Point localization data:
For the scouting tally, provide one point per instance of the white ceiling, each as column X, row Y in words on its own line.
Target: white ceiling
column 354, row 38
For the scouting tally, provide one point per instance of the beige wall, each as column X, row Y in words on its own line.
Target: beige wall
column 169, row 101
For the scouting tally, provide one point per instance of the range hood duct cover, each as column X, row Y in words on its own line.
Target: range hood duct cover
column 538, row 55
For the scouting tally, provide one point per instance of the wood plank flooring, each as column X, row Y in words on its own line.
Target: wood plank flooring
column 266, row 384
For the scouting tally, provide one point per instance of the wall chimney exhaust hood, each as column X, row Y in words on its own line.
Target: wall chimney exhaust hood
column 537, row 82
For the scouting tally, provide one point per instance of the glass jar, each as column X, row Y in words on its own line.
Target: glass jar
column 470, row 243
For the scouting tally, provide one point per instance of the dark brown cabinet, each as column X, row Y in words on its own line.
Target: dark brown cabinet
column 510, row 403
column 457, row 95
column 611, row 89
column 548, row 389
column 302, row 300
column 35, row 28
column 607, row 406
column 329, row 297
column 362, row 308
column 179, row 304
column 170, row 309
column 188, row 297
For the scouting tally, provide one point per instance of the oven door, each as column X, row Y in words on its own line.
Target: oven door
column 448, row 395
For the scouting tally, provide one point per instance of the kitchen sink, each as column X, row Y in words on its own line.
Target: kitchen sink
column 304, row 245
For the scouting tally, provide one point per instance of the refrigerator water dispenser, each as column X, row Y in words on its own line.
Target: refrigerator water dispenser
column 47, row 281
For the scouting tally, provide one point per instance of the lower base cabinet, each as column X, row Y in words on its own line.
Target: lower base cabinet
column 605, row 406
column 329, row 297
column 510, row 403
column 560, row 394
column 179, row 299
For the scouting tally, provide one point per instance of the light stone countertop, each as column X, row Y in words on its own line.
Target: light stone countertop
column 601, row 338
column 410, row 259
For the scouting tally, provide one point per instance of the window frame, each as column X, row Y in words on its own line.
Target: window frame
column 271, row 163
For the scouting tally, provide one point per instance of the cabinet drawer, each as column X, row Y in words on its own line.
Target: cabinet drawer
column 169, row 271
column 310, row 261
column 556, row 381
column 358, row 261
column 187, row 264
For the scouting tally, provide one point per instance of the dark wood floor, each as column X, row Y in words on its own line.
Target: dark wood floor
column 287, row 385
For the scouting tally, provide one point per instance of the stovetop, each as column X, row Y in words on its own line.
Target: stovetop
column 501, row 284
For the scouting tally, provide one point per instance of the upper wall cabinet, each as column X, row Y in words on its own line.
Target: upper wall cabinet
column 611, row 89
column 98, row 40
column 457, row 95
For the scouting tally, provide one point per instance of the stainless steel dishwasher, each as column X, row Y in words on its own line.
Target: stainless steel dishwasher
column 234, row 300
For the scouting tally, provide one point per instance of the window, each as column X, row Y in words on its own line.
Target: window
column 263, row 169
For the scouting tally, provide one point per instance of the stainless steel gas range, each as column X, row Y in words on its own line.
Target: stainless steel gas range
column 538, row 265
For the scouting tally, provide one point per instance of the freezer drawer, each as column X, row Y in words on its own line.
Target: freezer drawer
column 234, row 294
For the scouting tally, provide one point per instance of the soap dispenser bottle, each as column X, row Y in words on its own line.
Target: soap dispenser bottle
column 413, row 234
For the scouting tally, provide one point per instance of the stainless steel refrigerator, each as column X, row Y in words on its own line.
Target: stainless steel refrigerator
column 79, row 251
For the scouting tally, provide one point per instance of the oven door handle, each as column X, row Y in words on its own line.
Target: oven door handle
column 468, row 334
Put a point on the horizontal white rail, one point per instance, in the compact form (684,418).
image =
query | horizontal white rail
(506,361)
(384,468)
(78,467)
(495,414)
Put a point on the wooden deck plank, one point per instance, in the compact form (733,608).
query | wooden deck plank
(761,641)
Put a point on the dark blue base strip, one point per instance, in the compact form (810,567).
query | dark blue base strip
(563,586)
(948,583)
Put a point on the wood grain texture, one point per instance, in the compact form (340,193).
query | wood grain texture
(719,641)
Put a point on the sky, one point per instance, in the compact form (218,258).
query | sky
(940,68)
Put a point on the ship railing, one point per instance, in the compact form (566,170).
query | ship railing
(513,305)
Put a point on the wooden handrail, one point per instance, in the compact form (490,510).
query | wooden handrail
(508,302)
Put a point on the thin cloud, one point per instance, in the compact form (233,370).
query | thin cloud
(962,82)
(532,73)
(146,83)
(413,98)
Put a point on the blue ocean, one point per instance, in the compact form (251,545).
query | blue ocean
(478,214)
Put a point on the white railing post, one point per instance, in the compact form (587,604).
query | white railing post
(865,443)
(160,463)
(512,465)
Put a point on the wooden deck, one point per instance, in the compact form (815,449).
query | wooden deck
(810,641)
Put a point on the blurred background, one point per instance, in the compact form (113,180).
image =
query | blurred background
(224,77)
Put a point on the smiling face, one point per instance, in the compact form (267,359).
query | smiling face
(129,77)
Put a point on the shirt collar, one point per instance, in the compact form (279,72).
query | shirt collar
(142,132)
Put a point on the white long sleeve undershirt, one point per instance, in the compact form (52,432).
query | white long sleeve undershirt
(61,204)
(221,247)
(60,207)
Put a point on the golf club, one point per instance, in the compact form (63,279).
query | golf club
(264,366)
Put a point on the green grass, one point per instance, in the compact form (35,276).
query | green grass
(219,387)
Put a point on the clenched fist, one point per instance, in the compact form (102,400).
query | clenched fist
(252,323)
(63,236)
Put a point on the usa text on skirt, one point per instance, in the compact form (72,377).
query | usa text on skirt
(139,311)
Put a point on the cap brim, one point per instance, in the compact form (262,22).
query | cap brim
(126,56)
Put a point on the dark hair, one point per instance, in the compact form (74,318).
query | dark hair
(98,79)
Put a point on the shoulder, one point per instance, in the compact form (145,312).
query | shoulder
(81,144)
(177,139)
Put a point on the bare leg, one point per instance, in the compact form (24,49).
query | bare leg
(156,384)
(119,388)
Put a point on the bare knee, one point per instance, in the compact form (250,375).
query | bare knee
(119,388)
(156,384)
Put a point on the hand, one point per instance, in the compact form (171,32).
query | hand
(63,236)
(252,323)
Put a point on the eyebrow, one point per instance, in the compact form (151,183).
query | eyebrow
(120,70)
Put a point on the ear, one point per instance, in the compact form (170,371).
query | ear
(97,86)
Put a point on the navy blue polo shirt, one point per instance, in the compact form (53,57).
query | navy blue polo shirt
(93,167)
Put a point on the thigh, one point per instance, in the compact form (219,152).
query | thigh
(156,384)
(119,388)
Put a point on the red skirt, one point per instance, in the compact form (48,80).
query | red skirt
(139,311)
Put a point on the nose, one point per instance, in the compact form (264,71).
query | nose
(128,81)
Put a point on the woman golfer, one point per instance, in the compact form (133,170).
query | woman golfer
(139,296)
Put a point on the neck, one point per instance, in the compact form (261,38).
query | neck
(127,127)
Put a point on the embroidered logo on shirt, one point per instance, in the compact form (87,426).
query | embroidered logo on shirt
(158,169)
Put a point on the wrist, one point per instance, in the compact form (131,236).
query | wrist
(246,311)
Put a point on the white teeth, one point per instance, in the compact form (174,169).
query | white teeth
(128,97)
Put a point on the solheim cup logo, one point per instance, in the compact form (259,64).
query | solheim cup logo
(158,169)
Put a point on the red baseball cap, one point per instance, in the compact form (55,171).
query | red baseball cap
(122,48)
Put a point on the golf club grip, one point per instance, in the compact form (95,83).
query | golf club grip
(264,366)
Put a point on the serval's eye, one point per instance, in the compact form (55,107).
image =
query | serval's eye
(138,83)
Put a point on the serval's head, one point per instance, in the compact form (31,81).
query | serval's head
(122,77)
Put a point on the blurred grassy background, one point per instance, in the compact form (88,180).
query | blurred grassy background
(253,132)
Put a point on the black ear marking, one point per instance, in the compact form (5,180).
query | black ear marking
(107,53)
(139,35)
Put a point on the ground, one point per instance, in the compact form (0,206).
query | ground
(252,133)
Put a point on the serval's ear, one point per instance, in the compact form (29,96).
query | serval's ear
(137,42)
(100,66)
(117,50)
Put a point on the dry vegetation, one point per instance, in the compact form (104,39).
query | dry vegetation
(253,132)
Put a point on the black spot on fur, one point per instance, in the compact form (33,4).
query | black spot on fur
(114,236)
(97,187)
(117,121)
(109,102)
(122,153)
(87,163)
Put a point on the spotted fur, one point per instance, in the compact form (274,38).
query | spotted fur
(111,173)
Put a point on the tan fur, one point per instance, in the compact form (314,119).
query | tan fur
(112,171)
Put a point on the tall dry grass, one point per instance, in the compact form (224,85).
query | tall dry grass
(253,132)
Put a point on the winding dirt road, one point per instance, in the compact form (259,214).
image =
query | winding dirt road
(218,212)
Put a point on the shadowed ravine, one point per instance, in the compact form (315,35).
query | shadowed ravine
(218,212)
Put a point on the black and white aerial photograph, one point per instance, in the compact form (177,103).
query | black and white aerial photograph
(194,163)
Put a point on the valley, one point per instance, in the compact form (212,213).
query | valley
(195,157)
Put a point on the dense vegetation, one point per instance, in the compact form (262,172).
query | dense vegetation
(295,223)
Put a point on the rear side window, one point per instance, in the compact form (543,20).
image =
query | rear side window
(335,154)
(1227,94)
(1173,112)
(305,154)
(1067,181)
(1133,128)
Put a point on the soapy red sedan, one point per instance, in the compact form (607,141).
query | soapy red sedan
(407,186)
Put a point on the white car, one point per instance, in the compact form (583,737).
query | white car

• _Task objective_:
There is a run of lines above from the one with "Target: soap dispenser bottle" to the one with "Put a point on the wooden deck plank, one"; print exactly that run, both ends included, and nothing else.

• _Problem solution_:
Target: soap dispenser bottle
column 413, row 234
For the scouting tally, provide one point per instance of the stainless steel refrigerator, each as column X, row Y in words on its own line.
Target: stainless steel refrigerator
column 79, row 251
For the scouting tally, provide one point per instance of the oven door handle, each as column X, row Y in words on its own line.
Target: oven door handle
column 468, row 334
Put a point on the horizontal white rail, one point per instance, in the compact form (684,418).
image =
query | horizontal white rail
(506,361)
(384,468)
(78,467)
(495,414)
Put a point on the wooden deck plank, one point per instance, in the compact form (733,608).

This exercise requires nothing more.